Tout comme sa projection de croissance où Renganaden Padayachy impose visiblement son optimisme et persiste à croire qu’un taux de 9 % pour l’année fiscale 2021-22 relève du domaine du possible. Il a certes le droit de tabler sur ce niveau de croissance mais est-ce raisonnable dans le contexte économique actuel d’y insister alors même que les principaux piliers traditionnellement porteurs de cette croissance sont toujours sous perfusion financière. Le ministre des Finances peut évidemment arguer que le tourisme avec les nouvelles incitations, tout comme les TICs, les services financiers débarrassés demain de la liste grise et noire, ou encore la construction avec des investissements massifs à coup de milliards dans les infrastructures, peuvent booster la croissance à 9 %. Or, les spécialistes ont un autre son de cloche, estimant que pour réaliser cet objectif, il faut impérativement terminer 2021 avec une croissance de 6 % à 7 % pour pouvoir cibler la différence en 2022.

■ ■ ■ ■ ■ ■ ■

■ CONSIGNE
D'après l'extrait sur la projection de croissance, quelle croissance faut-il impérativement atteindre à la fin de 2021, selon les spécialistes, pour viser l'objectif de 9 % ?

[Données de localisation de points]

■ ■ ■ ■ ■ ■ ■

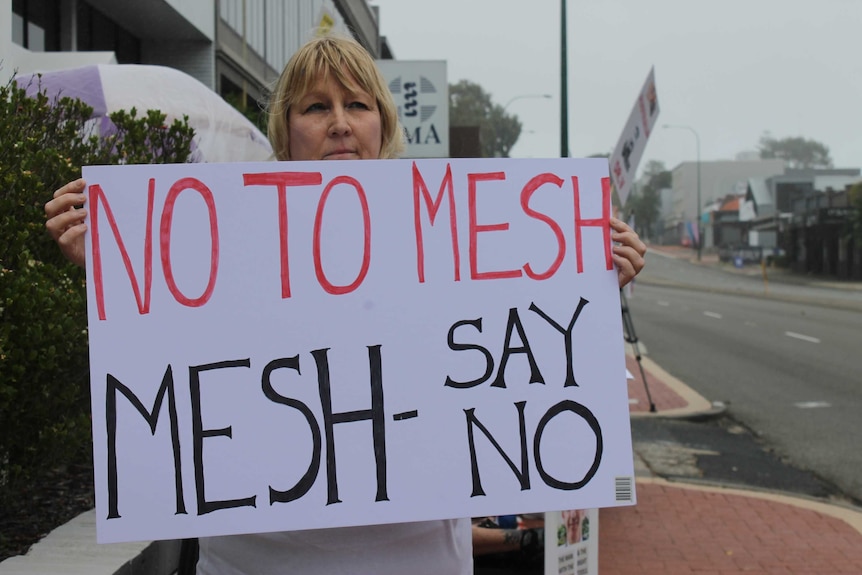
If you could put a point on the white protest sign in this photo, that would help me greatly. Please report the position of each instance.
(279, 346)
(630, 147)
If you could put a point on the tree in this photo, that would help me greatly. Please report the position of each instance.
(44, 393)
(645, 201)
(799, 153)
(470, 105)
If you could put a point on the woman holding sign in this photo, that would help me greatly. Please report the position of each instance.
(331, 102)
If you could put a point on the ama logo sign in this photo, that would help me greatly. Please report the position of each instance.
(421, 95)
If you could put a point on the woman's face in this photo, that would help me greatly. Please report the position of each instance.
(334, 123)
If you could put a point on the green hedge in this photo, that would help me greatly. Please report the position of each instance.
(44, 387)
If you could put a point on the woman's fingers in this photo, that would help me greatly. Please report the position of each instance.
(629, 252)
(65, 223)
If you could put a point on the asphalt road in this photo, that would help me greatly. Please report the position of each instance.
(790, 371)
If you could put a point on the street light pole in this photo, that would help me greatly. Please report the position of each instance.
(697, 144)
(564, 86)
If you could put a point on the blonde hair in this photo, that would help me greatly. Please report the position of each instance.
(352, 66)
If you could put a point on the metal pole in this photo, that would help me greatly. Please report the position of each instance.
(699, 207)
(564, 88)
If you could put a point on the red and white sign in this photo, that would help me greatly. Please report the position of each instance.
(630, 147)
(295, 345)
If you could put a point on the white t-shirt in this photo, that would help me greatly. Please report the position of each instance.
(438, 547)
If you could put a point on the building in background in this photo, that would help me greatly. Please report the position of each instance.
(718, 180)
(235, 47)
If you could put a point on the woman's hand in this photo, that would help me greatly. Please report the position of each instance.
(66, 220)
(628, 252)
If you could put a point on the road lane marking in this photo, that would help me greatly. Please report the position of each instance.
(812, 404)
(801, 336)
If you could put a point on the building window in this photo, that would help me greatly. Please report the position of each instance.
(36, 25)
(96, 32)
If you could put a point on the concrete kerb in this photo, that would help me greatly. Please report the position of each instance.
(850, 515)
(697, 407)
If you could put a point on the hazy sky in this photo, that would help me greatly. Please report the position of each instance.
(730, 69)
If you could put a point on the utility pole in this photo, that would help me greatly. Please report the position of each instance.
(564, 86)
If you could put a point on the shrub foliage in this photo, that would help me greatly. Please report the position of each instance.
(44, 387)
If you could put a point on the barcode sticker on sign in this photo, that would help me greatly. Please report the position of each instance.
(623, 488)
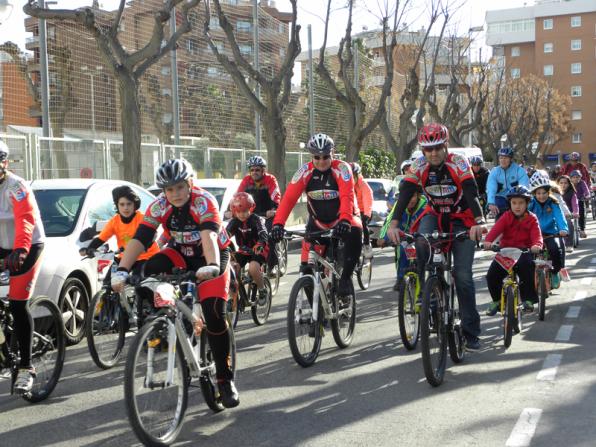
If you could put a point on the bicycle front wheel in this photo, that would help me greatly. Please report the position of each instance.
(48, 347)
(433, 336)
(304, 333)
(155, 392)
(106, 329)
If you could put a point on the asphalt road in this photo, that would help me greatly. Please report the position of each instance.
(539, 392)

■ ■ ■ ■ ■ ■ ■

■ CORRIGÉ
Une croissance de 6 % à 7 %.